**Your task**
After finding the line with "rough mask: <svg" in the entries below, retype exactly each line from there through the line with "positive clicks: (447, 338) (393, 16)", including that final line.

Stored records
────────────────────────────────────────

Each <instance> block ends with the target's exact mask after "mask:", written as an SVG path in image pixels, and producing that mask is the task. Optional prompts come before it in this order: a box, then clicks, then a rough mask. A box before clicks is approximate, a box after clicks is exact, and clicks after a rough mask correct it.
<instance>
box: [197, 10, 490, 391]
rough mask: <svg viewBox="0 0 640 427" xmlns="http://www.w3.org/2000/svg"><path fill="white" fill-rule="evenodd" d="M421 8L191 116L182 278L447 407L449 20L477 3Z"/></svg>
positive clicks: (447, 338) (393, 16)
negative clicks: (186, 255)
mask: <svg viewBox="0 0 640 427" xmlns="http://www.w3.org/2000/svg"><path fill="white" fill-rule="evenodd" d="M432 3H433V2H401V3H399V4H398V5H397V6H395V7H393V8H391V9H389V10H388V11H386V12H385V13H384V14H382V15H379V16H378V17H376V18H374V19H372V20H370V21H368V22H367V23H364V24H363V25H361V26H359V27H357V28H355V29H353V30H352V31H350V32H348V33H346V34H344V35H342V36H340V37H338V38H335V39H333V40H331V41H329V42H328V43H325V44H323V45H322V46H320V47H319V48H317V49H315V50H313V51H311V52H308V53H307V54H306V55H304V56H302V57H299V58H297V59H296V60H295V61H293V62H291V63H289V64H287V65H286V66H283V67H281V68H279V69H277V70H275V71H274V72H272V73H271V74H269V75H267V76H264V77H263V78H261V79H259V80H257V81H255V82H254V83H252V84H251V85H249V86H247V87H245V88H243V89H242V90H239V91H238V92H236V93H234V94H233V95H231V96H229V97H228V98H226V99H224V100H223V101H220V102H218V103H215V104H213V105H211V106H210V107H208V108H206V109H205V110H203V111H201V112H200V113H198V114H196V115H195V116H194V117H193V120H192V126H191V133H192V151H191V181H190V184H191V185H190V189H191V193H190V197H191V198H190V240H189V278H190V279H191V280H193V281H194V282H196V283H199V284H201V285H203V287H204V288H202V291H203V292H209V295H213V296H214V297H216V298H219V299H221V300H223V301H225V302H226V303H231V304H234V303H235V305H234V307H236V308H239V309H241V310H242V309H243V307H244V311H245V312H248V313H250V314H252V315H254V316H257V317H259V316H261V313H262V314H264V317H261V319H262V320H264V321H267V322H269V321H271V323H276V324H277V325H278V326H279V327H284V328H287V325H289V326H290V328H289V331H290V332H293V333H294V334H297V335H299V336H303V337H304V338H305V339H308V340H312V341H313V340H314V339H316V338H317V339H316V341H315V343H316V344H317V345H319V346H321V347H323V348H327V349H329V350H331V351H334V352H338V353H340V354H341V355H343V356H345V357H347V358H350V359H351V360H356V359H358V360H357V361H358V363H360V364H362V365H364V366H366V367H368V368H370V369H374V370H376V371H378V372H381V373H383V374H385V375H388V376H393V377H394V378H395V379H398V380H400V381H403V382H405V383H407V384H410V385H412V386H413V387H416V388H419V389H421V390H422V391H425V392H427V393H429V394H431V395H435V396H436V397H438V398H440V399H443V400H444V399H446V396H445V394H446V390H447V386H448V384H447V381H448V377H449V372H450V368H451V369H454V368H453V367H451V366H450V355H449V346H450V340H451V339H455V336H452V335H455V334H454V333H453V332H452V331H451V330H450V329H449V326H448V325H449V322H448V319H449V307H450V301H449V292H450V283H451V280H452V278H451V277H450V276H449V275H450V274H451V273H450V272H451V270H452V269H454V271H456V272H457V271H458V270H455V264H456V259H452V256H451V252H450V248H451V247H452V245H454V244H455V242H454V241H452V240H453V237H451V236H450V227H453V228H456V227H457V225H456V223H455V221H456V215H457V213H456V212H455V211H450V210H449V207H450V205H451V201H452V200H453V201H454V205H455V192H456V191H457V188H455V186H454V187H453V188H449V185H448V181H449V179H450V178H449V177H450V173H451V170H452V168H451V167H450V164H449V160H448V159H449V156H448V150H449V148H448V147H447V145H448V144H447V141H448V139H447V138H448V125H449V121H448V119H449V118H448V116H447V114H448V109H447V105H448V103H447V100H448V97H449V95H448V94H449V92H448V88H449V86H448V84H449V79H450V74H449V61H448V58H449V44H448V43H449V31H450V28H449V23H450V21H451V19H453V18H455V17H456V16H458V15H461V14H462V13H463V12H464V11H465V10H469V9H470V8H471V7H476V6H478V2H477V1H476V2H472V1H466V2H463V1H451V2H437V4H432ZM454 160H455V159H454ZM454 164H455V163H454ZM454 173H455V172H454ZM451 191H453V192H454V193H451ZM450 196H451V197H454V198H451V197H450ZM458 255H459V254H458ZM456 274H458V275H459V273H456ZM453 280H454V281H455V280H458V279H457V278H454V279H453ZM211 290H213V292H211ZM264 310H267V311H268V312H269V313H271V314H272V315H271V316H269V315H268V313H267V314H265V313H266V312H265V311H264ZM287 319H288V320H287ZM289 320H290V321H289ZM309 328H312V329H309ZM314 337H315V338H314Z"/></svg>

────────────────────────────────────────

**Task output**
rough mask: <svg viewBox="0 0 640 427" xmlns="http://www.w3.org/2000/svg"><path fill="white" fill-rule="evenodd" d="M421 8L191 116L182 278L447 407L449 20L477 3Z"/></svg>
positive clicks: (447, 338) (393, 16)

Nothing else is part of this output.